Мировые религии имеют постфилософский характер. Они обращаются к человеку, который уже мог пройти через философскую критику племенных религий с их примитивными образами, с Зевсом, который ухаживает то за одной дамой, то за другой дамой и так далее. Созрела потребность в религии, для которой «несть ни эллина, ни иудея». Для которой нет различия между племенами, которая обращается к каждому человеку индивидуально. Уже личность выделилась из племени. И вот такую религию, личностную, доходившую до глубин сердца, в которой чувствуется присутствие чего-то такого, что невозможно назвать словами, но что некоторые живо чувствуют и могут как-то метафорами выразить. Если такую религию народ сам не мог изобрести, он ее импортировал. И римляне заимствовали имперскую религию, созданную в основе евреями, развитую затем греками, собственно римляне прибавили к ней только каноническое право. В Китае с первого века распространялся буддизм, сперва это вызывало разное к себе отношение, потом постепенно он как-то очень глубоко вошел в быт, как школа духовного самоуглубления. В Китае, все было медленно, не торопясь... Один из императоров династии Мин издал эдикт, согласно которому Кун Фу Цзы, велики мудрец, Конфуций его произносят, Лао Цзы и Будда были признаны небесными покровителями Поднебесной.

# [Список записей]
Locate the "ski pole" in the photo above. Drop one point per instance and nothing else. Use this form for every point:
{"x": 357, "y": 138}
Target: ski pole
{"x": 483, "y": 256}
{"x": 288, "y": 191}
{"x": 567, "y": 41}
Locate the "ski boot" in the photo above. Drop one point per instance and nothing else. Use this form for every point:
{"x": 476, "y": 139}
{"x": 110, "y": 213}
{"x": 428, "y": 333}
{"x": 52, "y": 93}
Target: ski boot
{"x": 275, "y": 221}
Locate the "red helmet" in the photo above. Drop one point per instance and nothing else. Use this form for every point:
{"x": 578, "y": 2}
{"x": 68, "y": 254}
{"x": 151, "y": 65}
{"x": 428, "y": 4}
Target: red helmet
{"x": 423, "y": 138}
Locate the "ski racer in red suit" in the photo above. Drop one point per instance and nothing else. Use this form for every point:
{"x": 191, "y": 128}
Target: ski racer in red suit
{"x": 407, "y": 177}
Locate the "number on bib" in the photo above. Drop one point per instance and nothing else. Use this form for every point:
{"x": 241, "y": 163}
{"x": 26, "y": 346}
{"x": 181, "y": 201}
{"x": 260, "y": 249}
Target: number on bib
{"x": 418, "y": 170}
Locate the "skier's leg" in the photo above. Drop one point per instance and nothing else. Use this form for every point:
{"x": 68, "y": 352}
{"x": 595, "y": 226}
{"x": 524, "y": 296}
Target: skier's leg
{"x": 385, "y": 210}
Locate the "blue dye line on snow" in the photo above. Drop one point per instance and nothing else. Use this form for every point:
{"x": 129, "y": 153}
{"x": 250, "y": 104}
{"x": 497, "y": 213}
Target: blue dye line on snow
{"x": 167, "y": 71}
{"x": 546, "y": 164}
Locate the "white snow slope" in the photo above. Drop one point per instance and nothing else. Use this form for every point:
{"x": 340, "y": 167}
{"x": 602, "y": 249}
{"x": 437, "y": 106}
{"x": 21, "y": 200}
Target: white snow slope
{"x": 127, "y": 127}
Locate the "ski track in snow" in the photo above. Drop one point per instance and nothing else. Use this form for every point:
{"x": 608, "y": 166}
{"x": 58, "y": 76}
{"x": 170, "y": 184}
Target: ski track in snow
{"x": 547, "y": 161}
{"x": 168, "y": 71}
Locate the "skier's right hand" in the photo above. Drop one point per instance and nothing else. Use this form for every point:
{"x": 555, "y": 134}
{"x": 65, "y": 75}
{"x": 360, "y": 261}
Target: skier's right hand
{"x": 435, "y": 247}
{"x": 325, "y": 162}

# [Задания]
a - Покажите все строки записей, в которых встречается слово «pole»; регистр букв учитывается.
b - Продолжите текст о мировых религиях, начав сразу после его последнего предложения.
Текст и записи — два самостоятельных материала, никак не связанных между собой.

# [Ответы к заданиям]
a -
Locate the "ski pole" in the photo above. Drop one point per instance and nothing else. Use this form for every point:
Target: ski pole

b -
Эти четыре субглобальных мира существуют и сейчас. Не существует единой завершенной мировой цивилизации, но, начиная с великих географических открытий, происходит третья стадия глобализации – колониально-торговая. Она имела очень слабое духовное измерение. Христианские путешественники привозили с собой миссионеров, которые обращали в христианство племена там, где мировой религии еще не было. Таким образом, были обращены индейцы Южной Америки, прибрежные африканцы, островитяне, но там, где пропаганда веры сталкивалась со сложившейся высокой религией, христианство добивалось очень немногого. В Индии, в Китае очень слабые были успехи. И совсем ничего не добивалось христианство в мире ислама. Таким образом, завершенного мирового здания глобальной цивилизации не получилось. Более того, процесс распространения некоторых азов европейской культуры шел одновременно с продолжающимся кризисом, прежде всего, религиозным, потом общим духовным кризисом Европы.

Я как-то в переписке с живущим сейчас в Мюнхене старым своим приятелем упрекнул его в том, что он недооценивает кризиса Западной цивилизации. А он мне ответил, что цивилизация и есть кризис. Я сперва подумал, что это отговорка, а потом подумал, что да, цивилизация нового времени есть постоянный кризис, постоянная ломка в сравнении с более медленным течением истории в предшествующих субглобальных цивилизациях.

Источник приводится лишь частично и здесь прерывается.